■ **Position identification records**
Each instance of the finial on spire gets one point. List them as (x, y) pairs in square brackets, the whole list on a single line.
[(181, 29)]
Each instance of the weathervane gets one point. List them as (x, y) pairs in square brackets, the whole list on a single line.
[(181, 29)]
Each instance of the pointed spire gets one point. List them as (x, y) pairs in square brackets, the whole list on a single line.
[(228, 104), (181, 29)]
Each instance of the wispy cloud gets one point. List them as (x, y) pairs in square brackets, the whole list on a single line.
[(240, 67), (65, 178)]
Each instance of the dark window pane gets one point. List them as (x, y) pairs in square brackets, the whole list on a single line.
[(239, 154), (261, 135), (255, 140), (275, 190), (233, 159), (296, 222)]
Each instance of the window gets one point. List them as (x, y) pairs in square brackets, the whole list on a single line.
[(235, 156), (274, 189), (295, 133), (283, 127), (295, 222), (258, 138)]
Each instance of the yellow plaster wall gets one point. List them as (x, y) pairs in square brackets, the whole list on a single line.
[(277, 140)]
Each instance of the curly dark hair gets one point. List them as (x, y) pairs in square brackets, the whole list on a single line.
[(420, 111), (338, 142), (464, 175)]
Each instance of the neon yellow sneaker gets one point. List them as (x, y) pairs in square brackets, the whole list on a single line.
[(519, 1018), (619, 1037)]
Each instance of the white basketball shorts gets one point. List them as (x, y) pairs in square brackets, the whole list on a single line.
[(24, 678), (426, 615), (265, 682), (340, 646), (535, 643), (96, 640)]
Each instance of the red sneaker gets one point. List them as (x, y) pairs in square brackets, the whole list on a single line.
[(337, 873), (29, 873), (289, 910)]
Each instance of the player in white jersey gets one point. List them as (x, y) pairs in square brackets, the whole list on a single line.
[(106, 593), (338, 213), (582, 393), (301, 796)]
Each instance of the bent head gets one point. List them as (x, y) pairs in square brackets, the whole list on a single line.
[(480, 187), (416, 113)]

■ **Stated goal**
Copy every one of the records above word for word, without changing anything.

■ **Output below**
Each instance of the finial on spire gets one point. List them as (x, y) pairs in square brackets, the whole list on a single line.
[(181, 29)]
Each instance of the weathervane gets one point. List them as (x, y) pairs in square brackets, the whole list on a single line.
[(181, 29)]
Each instance of the pointed spire gets one point. List them as (x, y) pairs in square brackets, the whole list on a single line.
[(228, 104), (181, 29)]
Each instance of the wispy cloud gets one point. List them as (x, y) pairs in square brackets, the whole list on a single line.
[(240, 67), (65, 178)]
Each instance of the dark window pane gets one point. List them as (x, y) pairs in square brackets, the whole list on a single line.
[(239, 154), (261, 135), (255, 140), (275, 190), (233, 159), (296, 222)]
Each instance of the window gets one point. List them as (x, y) pairs in square brackets, the whole list on a single line.
[(235, 156), (274, 189), (295, 133), (283, 127), (295, 222), (258, 138)]
Each instance of the yellow plaster wall gets one point. List them as (x, y) pairs in square brackets, the whole list on a single line.
[(277, 140)]
Each instance of the curly dark hair gets one point. List them as (x, y) pairs in square brackets, the whole list on a single line.
[(420, 111), (338, 142), (464, 175)]
Each instance of the neon yellow sneaker gets one point. List them as (x, y) pairs in square brackets, the whole list on a single line.
[(519, 1018), (619, 1037)]
Each instance of the white basketball shorts gets one point. List them as (x, y) pairs in square brackets, the whole list on a single line.
[(24, 678), (426, 615), (265, 682), (340, 646), (535, 643), (96, 640)]
Each instance of the red sneaker gets one point. List them as (x, y) pairs in square brackets, the whole list on a single line.
[(337, 873), (29, 873), (289, 910)]
Each instance of the player in white jersey gets one point. List them as (x, y) pairs in square brackets, the whole list on a single line.
[(106, 593), (338, 213), (582, 393), (301, 796)]
Each instance of the bent head gets one point. List them as (x, y) pairs in square brackets, the whole list on a single line.
[(480, 187), (416, 113)]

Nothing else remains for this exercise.